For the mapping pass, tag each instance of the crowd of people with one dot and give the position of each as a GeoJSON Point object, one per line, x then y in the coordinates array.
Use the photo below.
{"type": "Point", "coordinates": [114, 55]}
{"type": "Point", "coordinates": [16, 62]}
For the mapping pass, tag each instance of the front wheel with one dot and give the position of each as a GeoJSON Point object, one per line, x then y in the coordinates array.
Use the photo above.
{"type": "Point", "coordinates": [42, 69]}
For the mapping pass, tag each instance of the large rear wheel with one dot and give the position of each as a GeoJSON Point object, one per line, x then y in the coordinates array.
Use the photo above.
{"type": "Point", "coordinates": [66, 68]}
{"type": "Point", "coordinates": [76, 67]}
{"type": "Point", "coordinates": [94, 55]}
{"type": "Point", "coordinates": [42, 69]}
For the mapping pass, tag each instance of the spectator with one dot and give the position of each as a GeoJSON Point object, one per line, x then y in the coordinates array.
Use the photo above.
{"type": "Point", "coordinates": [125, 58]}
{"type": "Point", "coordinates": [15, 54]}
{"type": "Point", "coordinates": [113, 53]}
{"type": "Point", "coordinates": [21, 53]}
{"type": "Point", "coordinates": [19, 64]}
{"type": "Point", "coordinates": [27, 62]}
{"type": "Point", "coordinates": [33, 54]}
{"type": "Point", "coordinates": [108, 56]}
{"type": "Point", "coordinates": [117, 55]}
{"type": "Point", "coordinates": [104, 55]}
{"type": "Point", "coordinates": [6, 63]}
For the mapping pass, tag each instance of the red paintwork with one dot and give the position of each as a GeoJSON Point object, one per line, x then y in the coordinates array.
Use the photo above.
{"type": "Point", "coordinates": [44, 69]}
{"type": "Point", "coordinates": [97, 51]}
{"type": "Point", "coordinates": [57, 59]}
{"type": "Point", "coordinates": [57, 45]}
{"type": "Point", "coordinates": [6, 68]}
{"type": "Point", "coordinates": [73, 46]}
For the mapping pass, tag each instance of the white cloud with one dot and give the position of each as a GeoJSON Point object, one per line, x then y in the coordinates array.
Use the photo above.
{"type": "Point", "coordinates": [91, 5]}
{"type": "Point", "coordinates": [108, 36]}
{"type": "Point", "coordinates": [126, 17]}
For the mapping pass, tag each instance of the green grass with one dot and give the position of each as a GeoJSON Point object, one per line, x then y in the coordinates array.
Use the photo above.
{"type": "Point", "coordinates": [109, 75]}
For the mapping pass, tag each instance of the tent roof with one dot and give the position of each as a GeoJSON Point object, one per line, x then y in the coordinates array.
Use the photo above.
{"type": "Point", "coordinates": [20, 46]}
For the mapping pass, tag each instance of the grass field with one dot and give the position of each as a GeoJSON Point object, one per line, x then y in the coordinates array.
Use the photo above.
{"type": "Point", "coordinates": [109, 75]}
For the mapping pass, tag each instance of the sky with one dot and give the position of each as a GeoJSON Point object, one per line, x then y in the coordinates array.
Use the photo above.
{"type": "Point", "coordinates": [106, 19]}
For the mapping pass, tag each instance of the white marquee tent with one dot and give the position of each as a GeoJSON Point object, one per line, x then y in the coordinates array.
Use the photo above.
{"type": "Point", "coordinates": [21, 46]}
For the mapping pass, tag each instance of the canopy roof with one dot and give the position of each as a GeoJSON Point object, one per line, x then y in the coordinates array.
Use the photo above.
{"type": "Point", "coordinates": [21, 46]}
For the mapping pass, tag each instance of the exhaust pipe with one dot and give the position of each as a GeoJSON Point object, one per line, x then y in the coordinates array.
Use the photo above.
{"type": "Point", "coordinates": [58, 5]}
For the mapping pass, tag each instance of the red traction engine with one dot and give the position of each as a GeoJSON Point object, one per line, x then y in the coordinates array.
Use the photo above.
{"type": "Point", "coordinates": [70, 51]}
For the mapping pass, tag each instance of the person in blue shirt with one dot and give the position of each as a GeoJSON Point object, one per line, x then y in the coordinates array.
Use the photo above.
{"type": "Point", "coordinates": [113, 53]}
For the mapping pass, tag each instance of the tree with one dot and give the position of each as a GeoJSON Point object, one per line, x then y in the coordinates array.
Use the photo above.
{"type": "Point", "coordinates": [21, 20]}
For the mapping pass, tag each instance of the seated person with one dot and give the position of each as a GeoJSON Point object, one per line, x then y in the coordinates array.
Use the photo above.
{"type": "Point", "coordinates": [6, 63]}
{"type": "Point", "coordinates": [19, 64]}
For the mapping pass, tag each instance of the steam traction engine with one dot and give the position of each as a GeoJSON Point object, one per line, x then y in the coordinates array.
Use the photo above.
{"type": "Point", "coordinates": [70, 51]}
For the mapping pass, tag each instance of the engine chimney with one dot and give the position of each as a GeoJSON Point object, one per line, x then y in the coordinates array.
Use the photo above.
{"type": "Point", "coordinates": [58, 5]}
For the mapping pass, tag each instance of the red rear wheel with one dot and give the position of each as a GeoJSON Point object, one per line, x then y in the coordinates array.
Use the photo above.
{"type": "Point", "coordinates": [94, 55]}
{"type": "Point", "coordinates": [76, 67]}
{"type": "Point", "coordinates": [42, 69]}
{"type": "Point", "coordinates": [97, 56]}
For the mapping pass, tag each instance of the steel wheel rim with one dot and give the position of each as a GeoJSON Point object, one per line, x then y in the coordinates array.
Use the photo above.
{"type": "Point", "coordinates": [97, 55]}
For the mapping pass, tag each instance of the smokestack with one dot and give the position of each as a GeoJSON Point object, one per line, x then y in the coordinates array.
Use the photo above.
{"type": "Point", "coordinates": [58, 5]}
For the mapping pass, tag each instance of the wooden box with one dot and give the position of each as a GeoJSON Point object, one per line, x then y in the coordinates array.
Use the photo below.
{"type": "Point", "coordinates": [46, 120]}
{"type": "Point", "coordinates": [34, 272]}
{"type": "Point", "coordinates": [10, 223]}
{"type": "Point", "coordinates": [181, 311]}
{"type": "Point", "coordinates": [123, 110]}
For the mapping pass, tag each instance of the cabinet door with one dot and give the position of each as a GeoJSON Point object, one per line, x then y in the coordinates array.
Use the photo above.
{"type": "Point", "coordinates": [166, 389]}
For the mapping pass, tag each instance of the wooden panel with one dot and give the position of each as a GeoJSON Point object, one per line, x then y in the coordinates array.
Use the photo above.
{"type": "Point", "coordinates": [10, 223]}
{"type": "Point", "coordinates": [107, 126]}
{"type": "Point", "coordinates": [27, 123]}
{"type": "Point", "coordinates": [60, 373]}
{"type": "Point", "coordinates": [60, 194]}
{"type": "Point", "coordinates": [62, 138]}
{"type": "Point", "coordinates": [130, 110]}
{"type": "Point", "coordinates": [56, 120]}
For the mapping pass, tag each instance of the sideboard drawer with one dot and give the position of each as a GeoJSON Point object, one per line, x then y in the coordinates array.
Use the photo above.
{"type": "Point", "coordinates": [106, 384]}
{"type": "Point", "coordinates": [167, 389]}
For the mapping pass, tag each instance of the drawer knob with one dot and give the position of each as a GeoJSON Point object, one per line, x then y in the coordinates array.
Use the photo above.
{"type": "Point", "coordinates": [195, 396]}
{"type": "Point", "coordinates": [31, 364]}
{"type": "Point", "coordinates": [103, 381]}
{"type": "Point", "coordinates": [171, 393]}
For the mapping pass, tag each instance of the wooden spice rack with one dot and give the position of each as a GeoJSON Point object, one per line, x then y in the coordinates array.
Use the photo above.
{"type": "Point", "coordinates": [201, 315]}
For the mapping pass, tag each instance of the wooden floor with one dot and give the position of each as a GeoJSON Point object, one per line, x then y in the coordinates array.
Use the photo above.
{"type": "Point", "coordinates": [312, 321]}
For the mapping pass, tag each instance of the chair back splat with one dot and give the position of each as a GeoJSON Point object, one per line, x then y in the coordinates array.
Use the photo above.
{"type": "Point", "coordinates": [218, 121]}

▶ [What you need to do]
Whenever the word "grass" shows up in a line above, copy that line.

▶ [Result of the exercise]
For the mapping pass, tag each instance of the green grass with one dot and give the position of each as a GeoJSON Point object, one per line, x then y in the coordinates array.
For the mapping pass, tag each instance of the grass field with one dot and give the position of each as a GeoJSON Point object, one per line, x then y in the coordinates array.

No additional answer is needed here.